# INSTRUCTION
Return each line of the records below that contains the string "crumble". Matching is case-sensitive.

------------------------

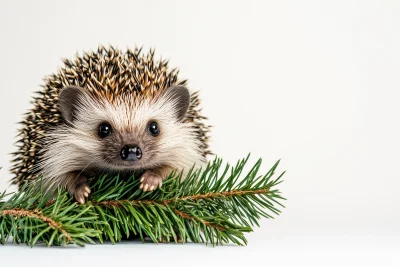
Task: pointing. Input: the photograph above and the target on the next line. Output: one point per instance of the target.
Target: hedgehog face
(131, 132)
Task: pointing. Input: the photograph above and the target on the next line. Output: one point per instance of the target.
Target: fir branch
(212, 205)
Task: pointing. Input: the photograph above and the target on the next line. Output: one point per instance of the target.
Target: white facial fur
(76, 147)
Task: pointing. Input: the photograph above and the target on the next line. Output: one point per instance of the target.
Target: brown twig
(38, 215)
(118, 203)
(187, 216)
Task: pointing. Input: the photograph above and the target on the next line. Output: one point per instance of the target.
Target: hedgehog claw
(81, 191)
(150, 181)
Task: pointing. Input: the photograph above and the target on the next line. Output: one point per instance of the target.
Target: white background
(314, 83)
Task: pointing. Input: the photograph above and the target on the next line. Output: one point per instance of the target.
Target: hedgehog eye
(153, 128)
(104, 130)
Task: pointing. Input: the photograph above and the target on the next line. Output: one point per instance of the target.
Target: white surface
(315, 83)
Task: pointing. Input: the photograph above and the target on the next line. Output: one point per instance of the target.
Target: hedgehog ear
(181, 96)
(68, 100)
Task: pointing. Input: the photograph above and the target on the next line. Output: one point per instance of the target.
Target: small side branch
(118, 203)
(38, 215)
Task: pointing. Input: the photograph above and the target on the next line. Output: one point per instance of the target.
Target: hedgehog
(110, 111)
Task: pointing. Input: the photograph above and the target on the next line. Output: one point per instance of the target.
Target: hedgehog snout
(131, 153)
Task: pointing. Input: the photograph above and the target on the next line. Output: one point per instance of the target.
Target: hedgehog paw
(150, 181)
(81, 191)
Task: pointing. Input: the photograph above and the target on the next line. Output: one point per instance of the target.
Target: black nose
(131, 152)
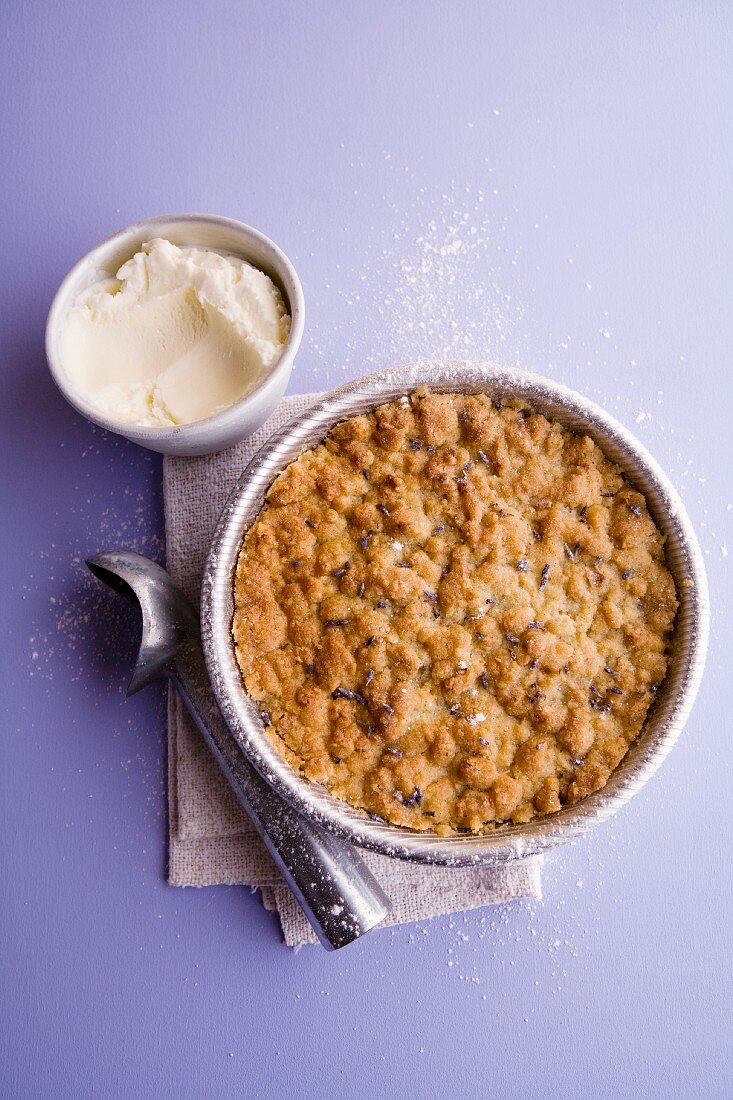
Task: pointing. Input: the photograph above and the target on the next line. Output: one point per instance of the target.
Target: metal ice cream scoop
(336, 889)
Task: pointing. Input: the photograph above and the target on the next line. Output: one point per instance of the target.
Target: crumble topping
(453, 613)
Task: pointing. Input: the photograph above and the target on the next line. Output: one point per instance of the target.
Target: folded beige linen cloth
(211, 839)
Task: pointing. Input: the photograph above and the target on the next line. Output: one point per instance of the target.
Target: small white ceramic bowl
(208, 231)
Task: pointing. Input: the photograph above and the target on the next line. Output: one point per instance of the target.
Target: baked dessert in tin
(453, 613)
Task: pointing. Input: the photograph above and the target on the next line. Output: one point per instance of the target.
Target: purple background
(589, 146)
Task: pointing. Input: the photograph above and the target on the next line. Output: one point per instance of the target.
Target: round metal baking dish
(674, 699)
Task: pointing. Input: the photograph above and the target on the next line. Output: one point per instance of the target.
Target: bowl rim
(666, 718)
(218, 424)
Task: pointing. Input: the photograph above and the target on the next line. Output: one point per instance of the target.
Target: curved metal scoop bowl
(335, 888)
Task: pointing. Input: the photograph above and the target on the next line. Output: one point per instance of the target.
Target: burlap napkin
(211, 838)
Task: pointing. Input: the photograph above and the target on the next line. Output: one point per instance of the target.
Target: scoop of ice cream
(177, 336)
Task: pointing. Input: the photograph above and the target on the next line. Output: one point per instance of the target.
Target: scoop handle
(338, 893)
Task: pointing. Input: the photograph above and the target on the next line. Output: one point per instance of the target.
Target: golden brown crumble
(452, 613)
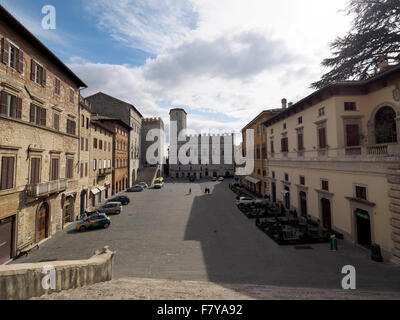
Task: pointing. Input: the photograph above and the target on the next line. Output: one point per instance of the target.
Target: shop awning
(95, 191)
(253, 180)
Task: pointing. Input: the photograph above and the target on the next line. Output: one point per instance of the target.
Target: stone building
(120, 151)
(39, 140)
(101, 162)
(84, 154)
(105, 105)
(257, 181)
(149, 124)
(207, 153)
(335, 156)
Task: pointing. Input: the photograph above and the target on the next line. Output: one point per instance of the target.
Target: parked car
(94, 221)
(124, 200)
(160, 179)
(137, 188)
(249, 200)
(111, 208)
(143, 185)
(158, 184)
(245, 200)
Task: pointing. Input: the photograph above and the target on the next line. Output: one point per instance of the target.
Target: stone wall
(24, 281)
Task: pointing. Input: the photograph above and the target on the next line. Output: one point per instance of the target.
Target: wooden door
(6, 239)
(326, 214)
(42, 223)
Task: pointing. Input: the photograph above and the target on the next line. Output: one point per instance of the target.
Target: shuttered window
(300, 141)
(7, 173)
(38, 73)
(361, 192)
(57, 86)
(70, 168)
(12, 56)
(285, 145)
(325, 185)
(353, 135)
(56, 121)
(37, 115)
(71, 127)
(71, 95)
(35, 171)
(54, 169)
(11, 105)
(322, 138)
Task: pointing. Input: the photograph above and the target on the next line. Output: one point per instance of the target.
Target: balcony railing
(377, 150)
(104, 172)
(353, 151)
(46, 188)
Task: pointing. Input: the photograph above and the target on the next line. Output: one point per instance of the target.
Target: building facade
(120, 151)
(84, 129)
(148, 125)
(257, 181)
(105, 105)
(39, 140)
(334, 156)
(101, 163)
(209, 155)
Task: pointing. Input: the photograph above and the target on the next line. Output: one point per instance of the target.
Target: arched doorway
(43, 222)
(83, 202)
(273, 191)
(363, 227)
(385, 125)
(287, 197)
(326, 214)
(303, 203)
(133, 177)
(68, 210)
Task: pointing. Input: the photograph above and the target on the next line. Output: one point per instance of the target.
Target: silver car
(143, 185)
(111, 208)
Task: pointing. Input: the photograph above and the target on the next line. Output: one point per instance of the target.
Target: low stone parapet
(28, 280)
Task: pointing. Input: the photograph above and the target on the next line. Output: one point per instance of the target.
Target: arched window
(385, 125)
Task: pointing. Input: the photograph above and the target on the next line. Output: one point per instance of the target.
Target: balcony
(43, 189)
(104, 172)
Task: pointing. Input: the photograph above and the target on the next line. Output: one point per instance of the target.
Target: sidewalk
(151, 289)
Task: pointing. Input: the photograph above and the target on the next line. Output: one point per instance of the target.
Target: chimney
(383, 63)
(284, 102)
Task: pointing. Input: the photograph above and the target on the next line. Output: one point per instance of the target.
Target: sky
(223, 61)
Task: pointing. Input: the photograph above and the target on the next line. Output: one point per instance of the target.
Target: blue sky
(222, 61)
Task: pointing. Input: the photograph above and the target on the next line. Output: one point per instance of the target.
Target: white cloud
(237, 59)
(149, 25)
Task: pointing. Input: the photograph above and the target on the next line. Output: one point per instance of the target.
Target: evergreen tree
(375, 33)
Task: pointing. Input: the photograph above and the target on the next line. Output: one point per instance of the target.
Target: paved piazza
(169, 234)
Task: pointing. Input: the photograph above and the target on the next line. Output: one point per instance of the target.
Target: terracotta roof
(115, 100)
(335, 85)
(26, 34)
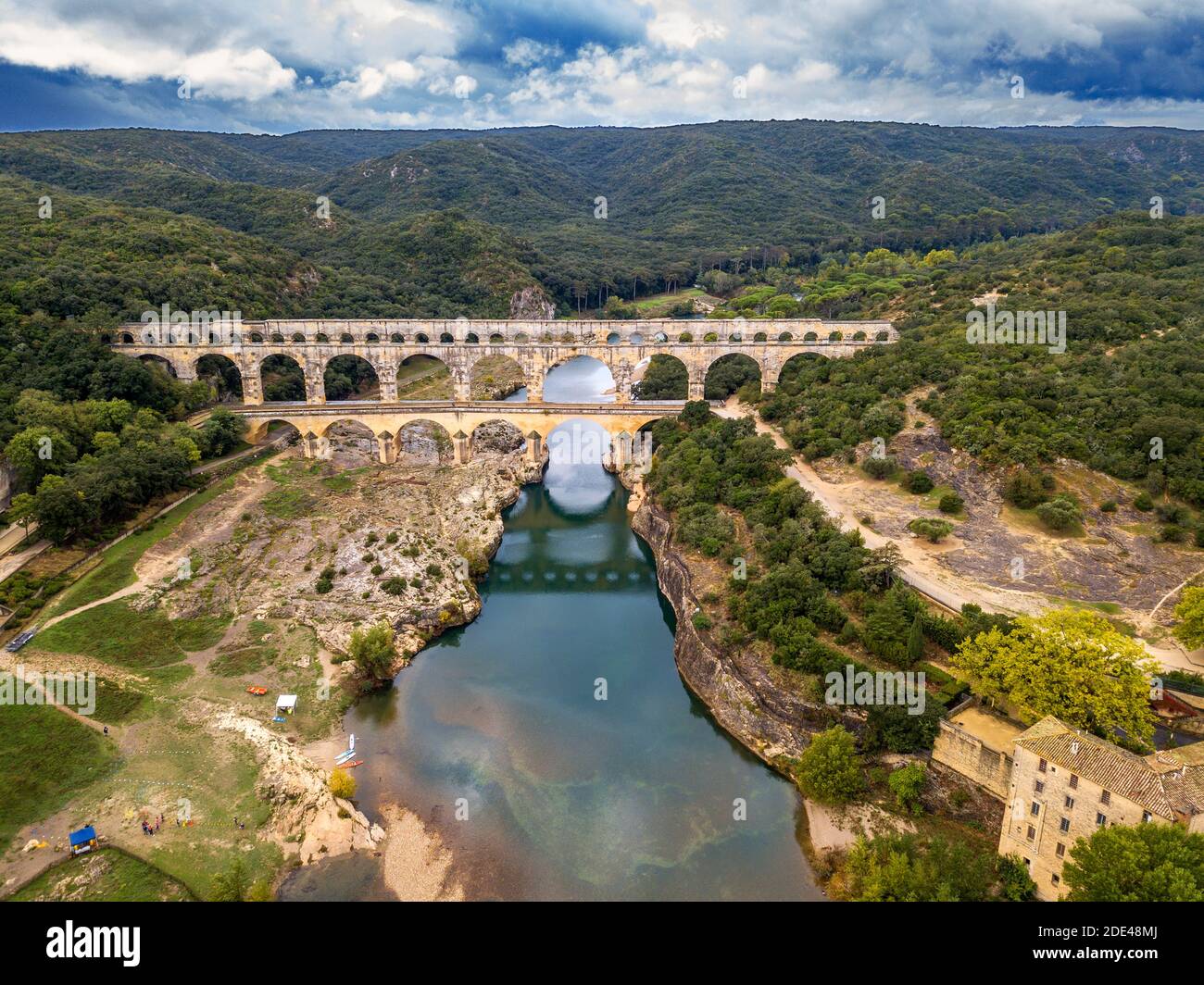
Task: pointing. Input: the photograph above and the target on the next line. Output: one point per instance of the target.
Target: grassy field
(116, 633)
(46, 759)
(108, 876)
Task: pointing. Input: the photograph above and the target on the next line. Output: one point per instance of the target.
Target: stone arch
(797, 363)
(421, 376)
(424, 443)
(582, 384)
(729, 373)
(282, 379)
(666, 377)
(221, 373)
(159, 363)
(495, 377)
(349, 377)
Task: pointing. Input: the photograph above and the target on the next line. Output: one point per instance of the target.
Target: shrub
(934, 530)
(879, 468)
(342, 784)
(951, 503)
(830, 768)
(907, 785)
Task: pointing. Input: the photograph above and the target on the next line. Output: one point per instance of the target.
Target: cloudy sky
(283, 65)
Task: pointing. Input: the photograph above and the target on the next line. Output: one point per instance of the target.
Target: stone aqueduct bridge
(536, 347)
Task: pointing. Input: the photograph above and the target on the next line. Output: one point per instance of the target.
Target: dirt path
(923, 571)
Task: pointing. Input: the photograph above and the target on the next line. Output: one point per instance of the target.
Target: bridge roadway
(536, 421)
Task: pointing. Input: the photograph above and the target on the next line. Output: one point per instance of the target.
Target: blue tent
(84, 840)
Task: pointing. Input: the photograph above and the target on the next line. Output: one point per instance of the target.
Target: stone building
(1067, 784)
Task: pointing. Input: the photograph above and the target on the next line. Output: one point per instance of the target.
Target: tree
(342, 784)
(907, 785)
(22, 511)
(830, 768)
(1190, 612)
(372, 652)
(915, 641)
(1144, 864)
(1068, 663)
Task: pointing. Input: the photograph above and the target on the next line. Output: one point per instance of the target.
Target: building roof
(1167, 783)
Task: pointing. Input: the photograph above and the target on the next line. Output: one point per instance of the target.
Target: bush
(342, 784)
(830, 768)
(879, 468)
(1060, 513)
(907, 785)
(934, 530)
(951, 503)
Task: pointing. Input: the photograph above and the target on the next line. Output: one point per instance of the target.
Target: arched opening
(579, 380)
(157, 363)
(424, 443)
(282, 380)
(350, 377)
(496, 377)
(352, 443)
(663, 377)
(731, 373)
(221, 375)
(497, 437)
(424, 377)
(802, 369)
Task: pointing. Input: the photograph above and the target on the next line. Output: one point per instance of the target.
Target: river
(553, 743)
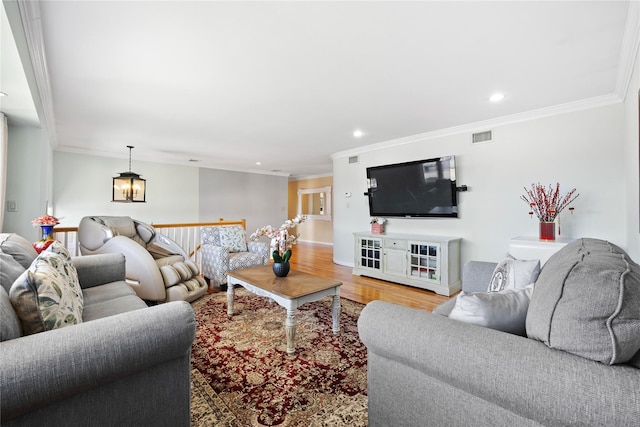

------------------------

# THE RESULT
Target: crumble topping
Target: golden brown crumble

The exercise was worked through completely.